**Excerpted text**
====

FIRST AMENDMENT TO THE SECOND AMENDED AND RESTATED COLUMBIA STATE BANK SUPPLEMENTAL EXECUTIVE RETIREMENT PLAN AGREEMENT (By and Between Melanie J. Dressel & Columbia State Bank)
EXHIBIT 10.2
FIRST AMENDMENT TO THE SECOND
AMENDED AND RESTATED COLUMBIA STATE BANK
(By and Between Xxxxxxx X. Xxxxxxx & Columbia State Bank)
This First Amendment to the Second Amended and Restated Columbia State Bank Supplemental Executive Retirement Plan Agreement (hereinafter “Amendment”), entered into this February 27, 2015 by and between Columbia State Bank (hereinafter “Bank” or “Employer”) and Xxxxxxx X. Xxxxxxx (hereinafter “Executive” or “Participant”), is intended to amend the Second Amended and Restated Columbia State Bank Supplemental Executive Retirement Plan Agreement, effective as of May 27, 2009 (“Agreement”) as stated herein.

====

(Stored data)
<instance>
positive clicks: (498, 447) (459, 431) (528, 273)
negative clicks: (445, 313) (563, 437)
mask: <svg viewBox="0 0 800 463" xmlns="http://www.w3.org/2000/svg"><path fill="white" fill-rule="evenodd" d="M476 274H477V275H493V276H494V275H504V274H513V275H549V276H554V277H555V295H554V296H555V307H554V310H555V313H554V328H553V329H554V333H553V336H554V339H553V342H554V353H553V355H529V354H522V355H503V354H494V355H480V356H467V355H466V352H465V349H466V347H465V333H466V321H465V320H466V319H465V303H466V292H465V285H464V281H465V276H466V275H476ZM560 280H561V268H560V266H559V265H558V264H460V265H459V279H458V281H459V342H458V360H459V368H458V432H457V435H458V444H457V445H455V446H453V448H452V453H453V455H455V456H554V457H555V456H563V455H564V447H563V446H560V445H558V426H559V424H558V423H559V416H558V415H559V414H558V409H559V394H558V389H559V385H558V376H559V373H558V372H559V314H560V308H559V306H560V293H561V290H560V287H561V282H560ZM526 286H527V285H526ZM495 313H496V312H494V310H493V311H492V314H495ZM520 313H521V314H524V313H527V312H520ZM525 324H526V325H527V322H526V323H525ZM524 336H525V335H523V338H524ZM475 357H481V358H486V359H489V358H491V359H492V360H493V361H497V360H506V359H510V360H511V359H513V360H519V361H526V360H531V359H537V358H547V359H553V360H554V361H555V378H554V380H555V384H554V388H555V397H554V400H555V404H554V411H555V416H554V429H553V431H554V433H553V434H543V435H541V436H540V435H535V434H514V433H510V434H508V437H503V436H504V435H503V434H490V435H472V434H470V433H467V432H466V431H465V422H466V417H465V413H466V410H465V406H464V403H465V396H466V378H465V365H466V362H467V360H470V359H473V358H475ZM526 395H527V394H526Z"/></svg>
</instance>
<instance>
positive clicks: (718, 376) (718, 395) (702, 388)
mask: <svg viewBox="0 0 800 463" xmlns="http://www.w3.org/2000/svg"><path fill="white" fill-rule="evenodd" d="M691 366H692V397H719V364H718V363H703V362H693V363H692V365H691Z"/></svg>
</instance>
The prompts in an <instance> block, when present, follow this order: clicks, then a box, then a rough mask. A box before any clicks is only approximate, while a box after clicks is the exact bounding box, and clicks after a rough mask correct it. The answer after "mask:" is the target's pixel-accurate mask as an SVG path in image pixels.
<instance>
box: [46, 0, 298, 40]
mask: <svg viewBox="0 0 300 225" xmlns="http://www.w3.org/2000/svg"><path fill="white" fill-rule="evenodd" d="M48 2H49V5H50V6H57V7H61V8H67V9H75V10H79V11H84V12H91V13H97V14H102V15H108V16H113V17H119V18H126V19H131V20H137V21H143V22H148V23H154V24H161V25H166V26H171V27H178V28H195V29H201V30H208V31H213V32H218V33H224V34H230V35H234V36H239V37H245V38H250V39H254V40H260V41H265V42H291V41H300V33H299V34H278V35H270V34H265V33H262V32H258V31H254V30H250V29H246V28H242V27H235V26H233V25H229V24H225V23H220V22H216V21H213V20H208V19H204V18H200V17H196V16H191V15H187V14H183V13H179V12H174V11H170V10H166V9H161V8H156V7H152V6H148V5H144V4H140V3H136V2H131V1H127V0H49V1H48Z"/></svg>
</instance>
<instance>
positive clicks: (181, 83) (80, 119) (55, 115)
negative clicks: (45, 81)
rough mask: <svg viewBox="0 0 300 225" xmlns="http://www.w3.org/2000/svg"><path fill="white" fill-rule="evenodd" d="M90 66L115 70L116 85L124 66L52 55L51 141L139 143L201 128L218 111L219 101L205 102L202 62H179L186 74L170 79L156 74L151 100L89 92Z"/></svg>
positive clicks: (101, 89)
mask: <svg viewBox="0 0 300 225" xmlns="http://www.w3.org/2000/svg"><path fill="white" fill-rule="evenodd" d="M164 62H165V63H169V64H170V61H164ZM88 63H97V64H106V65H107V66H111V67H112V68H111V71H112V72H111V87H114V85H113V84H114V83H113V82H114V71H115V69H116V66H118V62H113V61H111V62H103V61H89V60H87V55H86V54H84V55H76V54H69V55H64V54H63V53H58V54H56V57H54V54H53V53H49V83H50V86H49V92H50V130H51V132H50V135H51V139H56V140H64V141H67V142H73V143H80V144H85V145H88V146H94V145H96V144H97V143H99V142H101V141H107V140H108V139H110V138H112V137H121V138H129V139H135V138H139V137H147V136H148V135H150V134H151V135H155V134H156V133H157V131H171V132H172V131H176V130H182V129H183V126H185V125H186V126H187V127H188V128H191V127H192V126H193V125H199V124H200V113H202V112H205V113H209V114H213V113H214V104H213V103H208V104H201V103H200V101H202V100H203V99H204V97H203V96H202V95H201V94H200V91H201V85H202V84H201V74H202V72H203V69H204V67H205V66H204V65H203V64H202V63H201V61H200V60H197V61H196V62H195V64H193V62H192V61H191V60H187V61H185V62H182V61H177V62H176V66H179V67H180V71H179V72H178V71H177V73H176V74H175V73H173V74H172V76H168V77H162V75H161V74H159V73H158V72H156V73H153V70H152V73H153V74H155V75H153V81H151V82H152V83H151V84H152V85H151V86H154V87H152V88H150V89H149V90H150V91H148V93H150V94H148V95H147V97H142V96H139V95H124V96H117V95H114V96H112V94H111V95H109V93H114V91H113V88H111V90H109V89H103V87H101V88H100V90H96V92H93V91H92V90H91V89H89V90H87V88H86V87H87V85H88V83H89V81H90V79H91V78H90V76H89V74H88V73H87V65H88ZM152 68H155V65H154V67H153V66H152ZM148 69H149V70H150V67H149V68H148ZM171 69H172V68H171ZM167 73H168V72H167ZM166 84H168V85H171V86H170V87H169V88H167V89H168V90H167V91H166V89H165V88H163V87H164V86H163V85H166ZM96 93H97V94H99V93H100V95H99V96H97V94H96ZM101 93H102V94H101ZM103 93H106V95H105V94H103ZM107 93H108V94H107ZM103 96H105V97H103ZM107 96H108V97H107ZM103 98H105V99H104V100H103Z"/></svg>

====

**Instructions**
a – Write out the whole retirement plan amendment again, word for word.
b – Report every line of the entries that contains the word "positive".
These entries have no connection to the retirement plan amendment.

**Per-task outputs**
a –
FIRST AMENDMENT TO THE SECOND AMENDED AND RESTATED COLUMBIA STATE BANK SUPPLEMENTAL EXECUTIVE RETIREMENT PLAN AGREEMENT (By and Between Melanie J. Dressel & Columbia State Bank)
EXHIBIT 10.2
FIRST AMENDMENT TO THE SECOND
AMENDED AND RESTATED COLUMBIA STATE BANK
(By and Between Xxxxxxx X. Xxxxxxx & Columbia State Bank)
This First Amendment to the Second Amended and Restated Columbia State Bank Supplemental Executive Retirement Plan Agreement (hereinafter “Amendment”), entered into this February 27, 2015 by and between Columbia State Bank (hereinafter “Bank” or “Employer”) and Xxxxxxx X. Xxxxxxx (hereinafter “Executive” or “Participant”), is intended to amend the Second Amended and Restated Columbia State Bank Supplemental Executive Retirement Plan Agreement, effective as of May 27, 2009 (“Agreement”) as stated herein.

b –
positive clicks: (498, 447) (459, 431) (528, 273)
positive clicks: (718, 376) (718, 395) (702, 388)
positive clicks: (181, 83) (80, 119) (55, 115)
positive clicks: (101, 89)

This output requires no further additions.